Copy every row below, replacing "Show me" with "Locate" and changing nothing else. Omit the pictures.

(Region labeling records)
-------
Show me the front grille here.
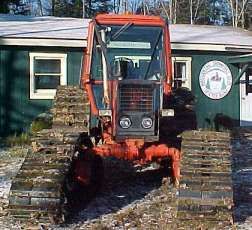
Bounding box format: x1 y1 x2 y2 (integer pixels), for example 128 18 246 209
119 85 154 112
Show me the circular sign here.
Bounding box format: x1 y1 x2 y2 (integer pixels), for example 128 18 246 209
199 61 232 100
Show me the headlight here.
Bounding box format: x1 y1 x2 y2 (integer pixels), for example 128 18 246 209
119 117 131 129
142 117 152 129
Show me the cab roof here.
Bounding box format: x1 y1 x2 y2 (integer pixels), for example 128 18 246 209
95 14 165 26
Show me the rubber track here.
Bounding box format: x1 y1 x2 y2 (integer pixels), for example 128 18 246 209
177 131 233 229
8 86 89 224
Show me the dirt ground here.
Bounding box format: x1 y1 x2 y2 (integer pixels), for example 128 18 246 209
0 133 252 230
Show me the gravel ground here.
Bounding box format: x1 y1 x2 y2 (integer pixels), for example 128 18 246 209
0 135 252 230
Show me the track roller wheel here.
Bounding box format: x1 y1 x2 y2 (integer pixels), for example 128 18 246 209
64 151 104 210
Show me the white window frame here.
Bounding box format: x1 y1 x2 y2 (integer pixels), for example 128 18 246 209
172 57 192 90
30 53 67 99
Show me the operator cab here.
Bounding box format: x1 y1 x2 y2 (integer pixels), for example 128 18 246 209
84 15 171 142
92 23 165 81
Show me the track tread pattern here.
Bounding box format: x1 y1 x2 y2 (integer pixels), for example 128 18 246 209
8 86 89 223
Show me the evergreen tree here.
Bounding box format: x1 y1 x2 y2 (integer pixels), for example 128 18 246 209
0 0 20 14
52 0 112 18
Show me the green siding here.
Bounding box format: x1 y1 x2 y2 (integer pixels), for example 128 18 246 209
0 47 82 136
173 51 240 129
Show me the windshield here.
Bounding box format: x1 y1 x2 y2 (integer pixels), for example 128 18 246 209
91 23 165 80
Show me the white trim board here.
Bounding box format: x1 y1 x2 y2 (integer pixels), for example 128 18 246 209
29 52 67 99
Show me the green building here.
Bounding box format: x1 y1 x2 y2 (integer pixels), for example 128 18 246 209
0 15 252 136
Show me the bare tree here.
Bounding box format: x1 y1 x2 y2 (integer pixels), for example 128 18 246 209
227 0 252 28
189 0 206 24
160 0 177 24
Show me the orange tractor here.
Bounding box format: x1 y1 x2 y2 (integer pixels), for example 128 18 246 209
9 15 232 226
77 15 180 190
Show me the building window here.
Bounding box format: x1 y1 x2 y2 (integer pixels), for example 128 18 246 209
30 53 67 99
172 57 192 90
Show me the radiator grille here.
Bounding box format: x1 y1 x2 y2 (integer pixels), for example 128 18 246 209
119 85 153 112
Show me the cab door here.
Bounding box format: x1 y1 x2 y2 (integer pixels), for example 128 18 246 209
240 67 252 126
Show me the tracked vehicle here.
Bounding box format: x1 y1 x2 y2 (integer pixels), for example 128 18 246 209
9 15 232 226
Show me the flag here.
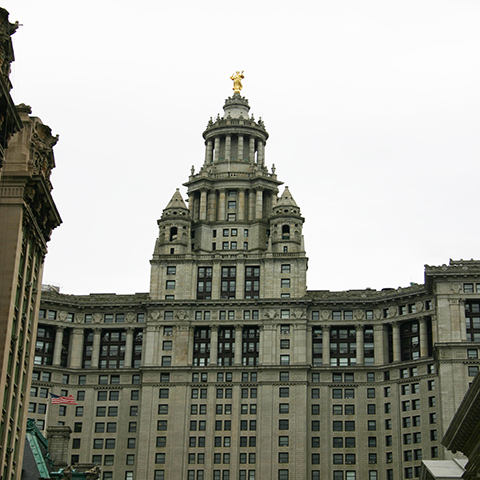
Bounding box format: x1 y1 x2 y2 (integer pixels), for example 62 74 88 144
50 393 78 405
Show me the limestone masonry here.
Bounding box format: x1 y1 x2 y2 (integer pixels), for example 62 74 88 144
29 92 480 480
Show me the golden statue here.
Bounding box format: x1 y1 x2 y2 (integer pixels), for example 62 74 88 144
230 70 245 93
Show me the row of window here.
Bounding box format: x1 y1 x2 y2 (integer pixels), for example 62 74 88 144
38 308 145 323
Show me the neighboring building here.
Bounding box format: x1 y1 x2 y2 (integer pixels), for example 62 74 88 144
29 93 480 480
0 8 61 480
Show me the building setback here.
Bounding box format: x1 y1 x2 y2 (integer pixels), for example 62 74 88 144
29 91 480 480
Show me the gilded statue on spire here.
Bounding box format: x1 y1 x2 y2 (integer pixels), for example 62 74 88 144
230 70 245 93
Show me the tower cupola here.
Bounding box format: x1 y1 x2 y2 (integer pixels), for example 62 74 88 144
270 187 305 253
155 188 191 255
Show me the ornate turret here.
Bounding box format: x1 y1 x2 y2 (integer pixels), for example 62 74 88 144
155 188 191 255
150 72 307 301
270 187 305 253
-------
**Final answer:**
Locate the front grille here.
Bounding box format: x1 y1 x2 y2 (integer pixels), for example 128 18 246 209
119 85 154 112
Locate the circular sign here.
Bounding box format: x1 y1 x2 y2 (integer pixels), for example 128 18 246 209
199 61 232 100
Locate the headlight here.
Bounding box format: x1 y1 x2 y2 (integer pixels), for example 128 18 246 209
119 117 131 129
142 117 152 129
Locate the cab roof here.
Bounding box format: x1 y1 x2 y2 (integer pixels), for example 128 18 246 209
95 14 165 26
Locate the rubber track here.
Bounding box format: x1 y1 x2 y2 (integer pixels), for example 128 18 246 209
177 131 233 229
8 86 89 224
Locate the dirt ground here.
Bounding box format: x1 y1 x2 y2 (integer pixels), for example 128 18 246 209
0 133 252 230
Locate the gravel ground here.
Bounding box format: x1 y1 x2 y2 (integer pixels), for example 128 18 246 209
0 135 252 230
Locate the track roller wheel here.
Bounding box format: x1 y1 x2 y2 (integer pixels), for example 128 18 246 209
64 151 104 210
Locate the white window frame here.
Bounding box format: x1 y1 x2 y2 (integer pixels), for example 128 18 246 209
172 57 192 90
30 53 67 99
Locate the operator cab here.
Bounding box format: x1 y1 x2 y2 (integer pixels), for example 128 18 246 209
84 15 171 142
92 23 165 81
Locate the track tread pattern here.
Bounding box format: x1 y1 x2 y2 (integer pixels), for example 128 18 246 209
8 86 89 223
Locate the evergreen tree here.
Bounding box format: x1 y1 x2 y2 (integer pixels), for example 128 18 246 209
0 0 20 14
52 0 112 18
Locate the green siding here.
Bounding box format: x1 y1 x2 y2 (integer pixels), for example 128 18 246 209
0 47 82 136
173 51 240 129
Locate the windshield here.
Bounding box format: x1 y1 x2 y2 (integer pixels), for example 128 18 246 209
91 23 165 80
Locate the white trim board here.
Bounding box format: x1 y1 x2 y2 (integer pixels), for example 128 18 246 209
29 52 67 99
Locate the green building here.
Bounding box format: x1 y1 x2 y2 (integer pixels), for example 128 18 246 209
0 15 252 136
Locate the bare tree here.
Bounding box format: x1 y1 x2 y2 (integer pixels), for example 128 18 246 209
227 0 252 28
189 0 206 24
160 0 177 24
Locate the orange tractor here.
Bounding box format: x1 y1 x2 y2 (integer pixels), for example 128 18 246 209
9 15 232 226
77 15 180 190
Locate the building window here.
Bounding box format: x1 y1 x2 y2 (integer pixels), for example 128 18 246 209
30 53 67 99
172 57 192 90
Locate the radiator grille here.
Bounding box format: x1 y1 x2 y2 (integer pixels), for example 128 18 246 209
119 85 153 112
Locate the cab door here.
Bounding box format: x1 y1 x2 y2 (integer pixels), for example 128 18 246 209
240 67 252 126
Locate the tracked vehicle here.
Bounding box format: x1 y1 x2 y2 (integer pixels), for example 128 18 246 209
9 15 232 226
Locate the flag here.
Bounding box format: x1 y1 x2 y2 (integer pixels), for example 62 74 88 144
50 393 78 405
Locate the limestone masonry here.
Bounding box format: x1 y1 x2 y2 (integer pixels), for example 62 74 88 144
29 92 480 480
Locate the golden statue here.
Bounding box format: x1 y1 x2 y2 (integer pixels), for example 62 74 88 144
230 70 245 93
Locate the row of window here.
Bounding box format: x1 y1 x2 y2 (integer pixels), for example 62 74 88 144
38 308 145 323
Locate the neighboring building here.
Bounding box format: x1 y1 x2 y2 (integer pixels), for example 62 74 88 144
29 93 480 480
0 8 61 480
Locate the building setback here.
Bounding box format: x1 y1 x2 y2 (integer pixels), for example 62 74 88 144
29 91 480 480
Locate the gilded statue on spire here.
Bounding box format: x1 y1 x2 y2 (integer pixels), for example 62 74 88 144
230 70 245 93
Locate the tower cupola here.
Bounding box format: x1 y1 x2 y2 (integer pixels), for example 62 74 88 144
270 187 305 253
155 188 191 255
Locate the ornate turret here.
Bounding box format: x1 y1 x2 y2 (integer pixels), for example 62 74 88 144
155 188 191 255
150 72 307 301
270 187 305 253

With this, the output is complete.